▶ _Given problem 1_
How many lines of the records contain the word "hand"? Give the number only.
▶ _Given problem 2_
Could you extend the opinion piece on American rape culture, picking up right after its last sentence?

** Start of Excerpt to read **

American feminist psychologists and sociologists: Unite!

…at least in identifying and condemning the “culture of rape” and its causes and contributors.


Should some men, for example, affirm and encourage in speech the forceful violation of women without their consent, call them out. Admonish them. What they’re saying is uncivilized, vile, and deeply morally wrong, after all.

Should some women—especially women in highly public positions of great influence!—use their influence to attack, discredit, embarrass, or shame other women who come forward about the men who sexually harass or abuse them, call them out too.

Both of these things, after all, contribute to a culture that makes it easier to be a sexual predator, yes?

That these things are done by people who now are American Presidential candidates—that one has been caught on camera saying loathsome things about sexually assaulting women, while the other has rushed willingly, deliberately, and publicly to dismiss women as “bimbos” when they complain about sexual harassment or even rape—doesn’t in any way excuse these candidates.

If anything, it raises the question: Who the Hell have we just nominated to be our possible next President???


Not long ago, feminists argued that ANY sex can be rape, regardless of whether there’s mutual consent or not, if the “power differential” between a man and a woman is great, such as a business or professional setting in which a man holds a position of direct supervisory power over a woman.

Do feminists still hold that to be true? If so, then, according to that feminist definition, some very prominent political men are guilty of rape, whether they’ve been convicted in courts of law or not. And the women who shielded those men are guilty of aiding and abetting heinous moral wrongs. 

I, personally, don’t have an expert, well-informed opinion whether a “rape culture” exists in the United States and, if so, how far or deep it extends. I have not studied the subject scientifically, meaning I have not studied it using the tools of modern social science.

I have only unscientific, ordinary observations, and I know not a single person who says or writes or otherwise communicates that rape is morally right or acceptable or unobjectionable or unworthy of notice. Not one.

I suspect (but do not know with certainty) that even most convicted rapists would acknowledge that rape is wrong.


Regardless of my limited knowledge and my opinions, however, if feminist psychologists and sociologists want the rest of us to take seriously the idea of an American “rape culture,” then perhaps they might clarify: Are rape and contributing to rape culture always wrong, everywhere, no matter who the responsible parties are or what the situation is, including the politics involved?

** End of Excerpt to read **
** Start of Material to process **

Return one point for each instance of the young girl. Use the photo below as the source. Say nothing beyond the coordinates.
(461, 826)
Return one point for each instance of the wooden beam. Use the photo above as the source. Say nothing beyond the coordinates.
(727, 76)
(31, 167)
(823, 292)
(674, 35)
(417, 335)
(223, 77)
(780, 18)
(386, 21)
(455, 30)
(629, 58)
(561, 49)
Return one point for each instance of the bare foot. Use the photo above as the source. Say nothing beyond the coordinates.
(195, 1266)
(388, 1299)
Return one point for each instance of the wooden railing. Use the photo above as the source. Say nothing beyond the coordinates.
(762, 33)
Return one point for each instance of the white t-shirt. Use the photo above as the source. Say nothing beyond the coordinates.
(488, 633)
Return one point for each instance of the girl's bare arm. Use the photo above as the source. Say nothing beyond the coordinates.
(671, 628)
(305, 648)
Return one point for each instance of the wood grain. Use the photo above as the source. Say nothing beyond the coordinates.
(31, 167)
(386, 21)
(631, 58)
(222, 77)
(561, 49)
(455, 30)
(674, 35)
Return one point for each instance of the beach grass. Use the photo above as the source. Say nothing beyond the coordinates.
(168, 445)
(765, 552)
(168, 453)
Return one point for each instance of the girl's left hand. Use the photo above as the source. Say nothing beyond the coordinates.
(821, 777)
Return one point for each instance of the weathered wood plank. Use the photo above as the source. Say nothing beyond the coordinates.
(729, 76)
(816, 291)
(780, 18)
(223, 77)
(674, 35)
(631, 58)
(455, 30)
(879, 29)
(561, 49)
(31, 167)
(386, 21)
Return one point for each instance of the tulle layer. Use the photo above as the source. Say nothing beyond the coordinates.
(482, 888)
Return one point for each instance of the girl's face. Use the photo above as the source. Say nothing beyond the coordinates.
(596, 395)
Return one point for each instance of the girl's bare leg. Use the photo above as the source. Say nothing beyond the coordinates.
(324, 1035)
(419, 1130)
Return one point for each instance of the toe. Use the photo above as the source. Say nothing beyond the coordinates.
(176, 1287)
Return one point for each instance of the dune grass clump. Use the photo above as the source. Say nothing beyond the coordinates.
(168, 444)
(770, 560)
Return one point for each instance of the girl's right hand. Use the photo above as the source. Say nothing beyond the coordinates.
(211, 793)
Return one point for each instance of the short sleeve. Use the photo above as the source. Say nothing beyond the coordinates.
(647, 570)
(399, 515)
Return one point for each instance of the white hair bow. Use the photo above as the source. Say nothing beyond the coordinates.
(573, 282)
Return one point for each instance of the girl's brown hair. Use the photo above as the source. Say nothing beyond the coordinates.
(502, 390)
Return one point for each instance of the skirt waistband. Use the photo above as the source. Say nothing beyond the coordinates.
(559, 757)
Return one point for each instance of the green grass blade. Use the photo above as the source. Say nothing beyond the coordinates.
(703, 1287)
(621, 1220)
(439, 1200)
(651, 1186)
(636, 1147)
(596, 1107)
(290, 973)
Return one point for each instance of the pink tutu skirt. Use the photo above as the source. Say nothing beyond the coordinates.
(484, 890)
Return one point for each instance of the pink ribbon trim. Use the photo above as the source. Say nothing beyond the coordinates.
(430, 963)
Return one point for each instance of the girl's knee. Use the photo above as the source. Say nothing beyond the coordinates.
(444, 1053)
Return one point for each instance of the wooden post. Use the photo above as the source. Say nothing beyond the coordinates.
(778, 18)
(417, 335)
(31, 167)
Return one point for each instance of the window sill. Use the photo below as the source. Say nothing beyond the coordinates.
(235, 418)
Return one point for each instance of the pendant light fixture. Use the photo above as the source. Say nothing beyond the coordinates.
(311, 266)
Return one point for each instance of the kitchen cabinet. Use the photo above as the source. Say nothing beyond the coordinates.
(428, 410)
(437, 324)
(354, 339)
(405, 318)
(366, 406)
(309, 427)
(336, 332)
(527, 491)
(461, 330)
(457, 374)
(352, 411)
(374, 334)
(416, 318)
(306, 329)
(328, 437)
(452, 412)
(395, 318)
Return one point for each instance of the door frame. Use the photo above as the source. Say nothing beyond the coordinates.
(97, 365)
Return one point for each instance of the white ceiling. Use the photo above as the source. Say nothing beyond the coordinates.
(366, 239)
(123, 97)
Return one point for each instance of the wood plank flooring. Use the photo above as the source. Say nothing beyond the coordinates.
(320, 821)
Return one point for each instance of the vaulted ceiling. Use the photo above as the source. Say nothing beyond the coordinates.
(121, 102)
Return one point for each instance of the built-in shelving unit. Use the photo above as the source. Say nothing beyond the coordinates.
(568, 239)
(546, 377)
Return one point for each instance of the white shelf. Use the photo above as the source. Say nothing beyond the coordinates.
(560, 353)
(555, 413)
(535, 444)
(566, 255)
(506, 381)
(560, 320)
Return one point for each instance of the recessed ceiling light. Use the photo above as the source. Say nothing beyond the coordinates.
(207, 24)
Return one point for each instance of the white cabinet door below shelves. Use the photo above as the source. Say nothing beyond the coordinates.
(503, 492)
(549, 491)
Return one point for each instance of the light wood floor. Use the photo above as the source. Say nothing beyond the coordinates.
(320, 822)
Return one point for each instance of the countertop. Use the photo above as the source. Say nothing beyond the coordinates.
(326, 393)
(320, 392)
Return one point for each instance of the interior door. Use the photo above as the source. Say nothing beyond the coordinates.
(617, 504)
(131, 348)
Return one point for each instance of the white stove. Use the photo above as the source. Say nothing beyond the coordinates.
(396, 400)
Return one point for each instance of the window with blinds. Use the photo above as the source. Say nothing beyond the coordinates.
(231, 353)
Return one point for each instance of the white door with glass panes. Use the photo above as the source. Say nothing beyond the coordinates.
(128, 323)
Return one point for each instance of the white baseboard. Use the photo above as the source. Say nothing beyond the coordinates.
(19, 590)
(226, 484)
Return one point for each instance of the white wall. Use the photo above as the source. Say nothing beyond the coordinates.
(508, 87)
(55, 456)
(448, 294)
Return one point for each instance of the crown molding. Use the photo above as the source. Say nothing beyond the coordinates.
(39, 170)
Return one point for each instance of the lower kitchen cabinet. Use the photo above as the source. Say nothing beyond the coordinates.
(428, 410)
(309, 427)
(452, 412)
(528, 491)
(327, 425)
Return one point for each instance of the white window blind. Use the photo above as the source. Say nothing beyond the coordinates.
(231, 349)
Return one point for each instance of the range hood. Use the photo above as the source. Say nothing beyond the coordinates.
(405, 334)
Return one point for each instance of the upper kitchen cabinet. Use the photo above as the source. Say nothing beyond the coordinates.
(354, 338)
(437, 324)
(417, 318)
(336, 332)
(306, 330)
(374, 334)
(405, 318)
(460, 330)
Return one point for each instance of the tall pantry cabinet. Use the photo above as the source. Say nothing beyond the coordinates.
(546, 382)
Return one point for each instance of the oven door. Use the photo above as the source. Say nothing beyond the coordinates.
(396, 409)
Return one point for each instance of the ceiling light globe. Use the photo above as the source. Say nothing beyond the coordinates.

** End of Material to process **

▶ _Result 1_
2

▶ _Result 2_
Or are rape and contributing to rape culture wrong only sometimes, in some settings, depending on who is involved and possibly the political party to which they happen to belong?

Is it too much to ask that those who denounce “rape culture” be consistent in what and who and when and why they denounce?

For those of us who are not feminist psychologists and sociologists—for those of us who are mere free citizens and stand by the principle of natural human equality—these questions never arise. Consistency of moral principle is not a problem for us. Because we don’t select which moral wrongs to condemn based on which people we like and which we don’t, or who belongs to which political coalition we happen to support at the moment.

We freedom folks know that it is always wrong for any human being to violate another human being’s person or steal another human being’s private property. That’s why we don’t approve of different and selective treatment of citizens based upon group membership. We demand, instead, the EQUAL PROTECTION of the laws for the person and property of EACH AND EVERY CITIZEN.

We know that the most important private property each person possesses is himself, or herself. A person’s property includes a person’s mind, body, and labor, as well as any external material goods that person has earned or produced. That’s why we freedom folks argue that private property is or should be inviolable. We know that once we authorize some people to control, regulate, confiscate, or violate the property of other people without the other’s consent, we’ve authorized the path to every moral wrong imaginable. Including rape.

After all, if a person DOES NOT have a natural and rightful claim to his or her own person, then why is rape wrong? Why is theft wrong? Why is assault wrong? Why is murder wrong?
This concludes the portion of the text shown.